## GOAL:
Write out the part of the post about differences between "Musical taste was" and "Blue. Him: Green.", inclusive.

## SELECTED TEXT:
The more different, the more the same?


"I don't know what your father and I had in common", Ma muses during my visit to her last week.

She then proceeds to list all the things that she and my father didn't agree on, or didn't have in common. She was right, it was a fair old list.

Nevertheless their marriage lasted for well over 50 years and ran the full "till death us do part" course, as it had set out to do.

Despite all differences, ours was a happy family and my sister, brother and I were brought up in an atmosphere of mostly unspoken love and utmost security.

My own relationship of 20 some years was founded on a mutual love of geekery - but outside of that, were I to examine it, there wasn't all that much that we shared - at least not obviously.

Musical taste was very different - when we got together the only two LPs we had in common were a very obscure album of Bach music transcribed for a Belgian guitarist, and Bronski Beat "Age of consent". He liked Glass, Anderson, Gabriel, Byrne. I liked Queen, Fleetwood Mac, Bach, more Bach.

Literature - he: Larry Niven, Jerry Pournelle, Arthur C Clarke. Me: Christopher Brookmyre, Michael Crichton, Jasper Fforde.

He: Indian. Me: Chinese.

Me: Blue. Him: Green.

The more I think about it, the more difference I can find. And yet...and yet...we meshed.

I've been musing about the differences between my close friends and I - those people I spend most time with, those I email and Twitter to. About all the things that separate us: age, background, profession, musical taste, style of photography, political leanings, film preferences, play preferences, whether hills are good or evil, well you get the gist.

## Items from a data source:
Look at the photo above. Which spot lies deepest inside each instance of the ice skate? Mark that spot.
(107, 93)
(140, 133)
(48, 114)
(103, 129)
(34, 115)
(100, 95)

## RESULT OF THIS TASK:
Musical taste was very different - when we got together the only two LPs we had in common were a very obscure album of Bach music transcribed for a Belgian guitarist, and Bronski Beat "Age of consent". He liked Glass, Anderson, Gabriel, Byrne. I liked Queen, Fleetwood Mac, Bach, more Bach.

Literature - he: Larry Niven, Jerry Pournelle, Arthur C Clarke. Me: Christopher Brookmyre, Michael Crichton, Jasper Fforde.

He: Indian. Me: Chinese.

Me: Blue. Him: Green.